▶ [Data supplied]
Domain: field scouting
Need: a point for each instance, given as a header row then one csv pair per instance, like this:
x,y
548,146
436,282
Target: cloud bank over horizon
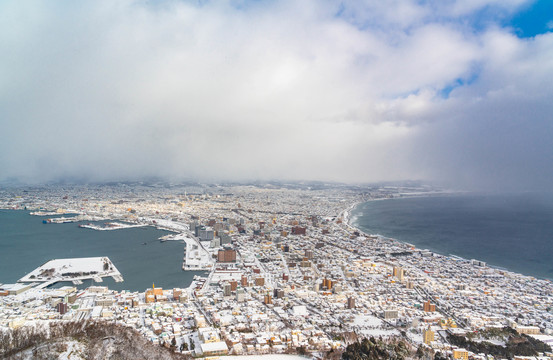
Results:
x,y
445,91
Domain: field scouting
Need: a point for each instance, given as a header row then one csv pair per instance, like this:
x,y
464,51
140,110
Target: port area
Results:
x,y
111,226
74,270
78,218
196,255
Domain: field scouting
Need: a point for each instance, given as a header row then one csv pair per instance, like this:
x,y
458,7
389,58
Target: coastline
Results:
x,y
350,222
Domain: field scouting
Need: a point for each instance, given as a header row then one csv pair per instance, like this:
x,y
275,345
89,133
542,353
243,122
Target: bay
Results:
x,y
26,243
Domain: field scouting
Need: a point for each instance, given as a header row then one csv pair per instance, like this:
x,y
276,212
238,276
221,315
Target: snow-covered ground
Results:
x,y
69,270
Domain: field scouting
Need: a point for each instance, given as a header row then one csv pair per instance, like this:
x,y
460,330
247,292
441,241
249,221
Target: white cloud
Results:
x,y
309,90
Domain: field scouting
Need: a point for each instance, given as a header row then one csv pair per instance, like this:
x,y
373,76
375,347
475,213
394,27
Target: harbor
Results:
x,y
73,270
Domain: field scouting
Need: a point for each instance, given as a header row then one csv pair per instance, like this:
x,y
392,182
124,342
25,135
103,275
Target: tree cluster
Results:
x,y
101,340
372,349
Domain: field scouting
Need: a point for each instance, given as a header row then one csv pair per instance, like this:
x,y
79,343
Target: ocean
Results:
x,y
511,231
26,243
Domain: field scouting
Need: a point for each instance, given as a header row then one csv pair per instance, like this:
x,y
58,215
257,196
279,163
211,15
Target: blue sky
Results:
x,y
533,19
456,92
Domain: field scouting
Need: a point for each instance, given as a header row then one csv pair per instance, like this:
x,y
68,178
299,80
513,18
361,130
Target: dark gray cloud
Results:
x,y
257,90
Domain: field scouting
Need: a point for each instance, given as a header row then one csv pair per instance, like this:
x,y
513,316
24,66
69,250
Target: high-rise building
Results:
x,y
428,336
240,295
298,230
428,307
398,272
227,255
226,290
259,281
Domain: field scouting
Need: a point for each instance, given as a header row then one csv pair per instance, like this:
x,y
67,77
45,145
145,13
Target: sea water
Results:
x,y
26,243
513,231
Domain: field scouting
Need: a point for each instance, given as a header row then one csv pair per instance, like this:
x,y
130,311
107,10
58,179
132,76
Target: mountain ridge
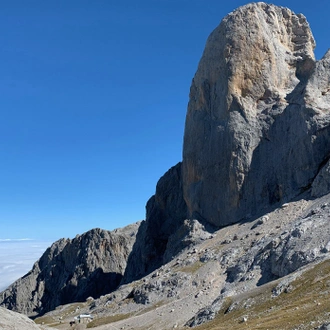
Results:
x,y
249,203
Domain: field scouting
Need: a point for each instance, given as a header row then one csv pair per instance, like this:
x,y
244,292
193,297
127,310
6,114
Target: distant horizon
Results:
x,y
95,98
19,259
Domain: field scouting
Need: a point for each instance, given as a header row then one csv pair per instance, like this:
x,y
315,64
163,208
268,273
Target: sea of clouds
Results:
x,y
17,257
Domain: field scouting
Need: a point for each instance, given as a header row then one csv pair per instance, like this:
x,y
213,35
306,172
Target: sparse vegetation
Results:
x,y
307,305
107,320
192,268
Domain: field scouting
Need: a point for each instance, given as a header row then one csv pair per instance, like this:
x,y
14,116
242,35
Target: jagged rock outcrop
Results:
x,y
257,127
71,270
165,214
257,131
14,321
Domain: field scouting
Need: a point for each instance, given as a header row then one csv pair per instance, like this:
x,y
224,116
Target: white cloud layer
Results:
x,y
17,257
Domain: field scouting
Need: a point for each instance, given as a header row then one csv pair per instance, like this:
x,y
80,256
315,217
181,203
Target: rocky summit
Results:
x,y
257,128
237,235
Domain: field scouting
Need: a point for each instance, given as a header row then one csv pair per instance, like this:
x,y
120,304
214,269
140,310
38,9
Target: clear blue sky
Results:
x,y
93,102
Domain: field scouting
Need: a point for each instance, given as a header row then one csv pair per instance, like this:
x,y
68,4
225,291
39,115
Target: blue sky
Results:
x,y
93,102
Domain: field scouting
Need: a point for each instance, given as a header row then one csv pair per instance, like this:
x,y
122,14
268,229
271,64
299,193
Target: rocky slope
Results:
x,y
257,128
243,221
257,132
71,270
14,321
273,272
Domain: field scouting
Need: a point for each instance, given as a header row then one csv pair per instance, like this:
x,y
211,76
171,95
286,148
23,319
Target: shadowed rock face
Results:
x,y
11,321
256,134
91,264
166,211
257,125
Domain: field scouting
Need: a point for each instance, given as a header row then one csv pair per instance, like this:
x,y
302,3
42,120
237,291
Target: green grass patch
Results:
x,y
308,301
107,320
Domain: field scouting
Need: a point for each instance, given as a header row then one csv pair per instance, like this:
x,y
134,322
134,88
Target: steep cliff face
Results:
x,y
257,126
166,211
257,133
91,264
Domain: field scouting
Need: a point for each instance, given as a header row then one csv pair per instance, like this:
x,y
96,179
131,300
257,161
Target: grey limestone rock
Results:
x,y
14,321
72,270
166,212
257,125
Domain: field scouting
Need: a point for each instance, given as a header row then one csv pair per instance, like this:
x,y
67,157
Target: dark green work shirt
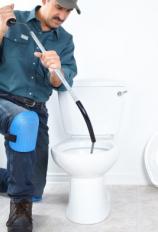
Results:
x,y
21,73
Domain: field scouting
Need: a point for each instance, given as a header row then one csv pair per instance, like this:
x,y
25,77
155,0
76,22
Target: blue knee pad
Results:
x,y
25,127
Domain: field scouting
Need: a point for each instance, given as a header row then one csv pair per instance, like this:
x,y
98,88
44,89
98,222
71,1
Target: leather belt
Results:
x,y
22,100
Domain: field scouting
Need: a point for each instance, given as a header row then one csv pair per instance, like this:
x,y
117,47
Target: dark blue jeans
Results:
x,y
26,170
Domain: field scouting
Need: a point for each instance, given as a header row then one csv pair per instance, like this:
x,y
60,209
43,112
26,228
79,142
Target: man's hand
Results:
x,y
6,13
51,61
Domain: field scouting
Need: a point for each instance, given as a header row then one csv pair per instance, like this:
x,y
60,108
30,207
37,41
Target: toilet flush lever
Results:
x,y
120,93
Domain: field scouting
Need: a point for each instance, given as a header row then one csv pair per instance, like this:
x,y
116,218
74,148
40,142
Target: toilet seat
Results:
x,y
151,158
83,141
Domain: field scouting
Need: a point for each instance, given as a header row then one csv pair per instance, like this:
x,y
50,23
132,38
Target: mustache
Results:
x,y
57,18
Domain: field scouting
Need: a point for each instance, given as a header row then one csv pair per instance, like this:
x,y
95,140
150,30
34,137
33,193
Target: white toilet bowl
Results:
x,y
151,159
89,201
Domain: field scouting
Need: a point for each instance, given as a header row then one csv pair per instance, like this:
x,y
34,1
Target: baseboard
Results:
x,y
111,179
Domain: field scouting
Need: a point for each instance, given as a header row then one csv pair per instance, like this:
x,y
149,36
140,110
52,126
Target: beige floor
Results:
x,y
134,209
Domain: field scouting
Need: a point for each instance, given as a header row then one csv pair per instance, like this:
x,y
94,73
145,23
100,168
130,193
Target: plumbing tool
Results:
x,y
12,21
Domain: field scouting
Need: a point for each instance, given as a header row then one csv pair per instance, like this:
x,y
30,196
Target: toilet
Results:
x,y
151,159
89,200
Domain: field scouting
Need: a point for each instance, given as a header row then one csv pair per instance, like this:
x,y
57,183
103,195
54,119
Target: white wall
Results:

▶ [What you are asked to do]
Scan the listing for the string "face", then copy every line where it appears.

▶ [Problem solution]
Target: shadowed rock face
Target: steep cliff face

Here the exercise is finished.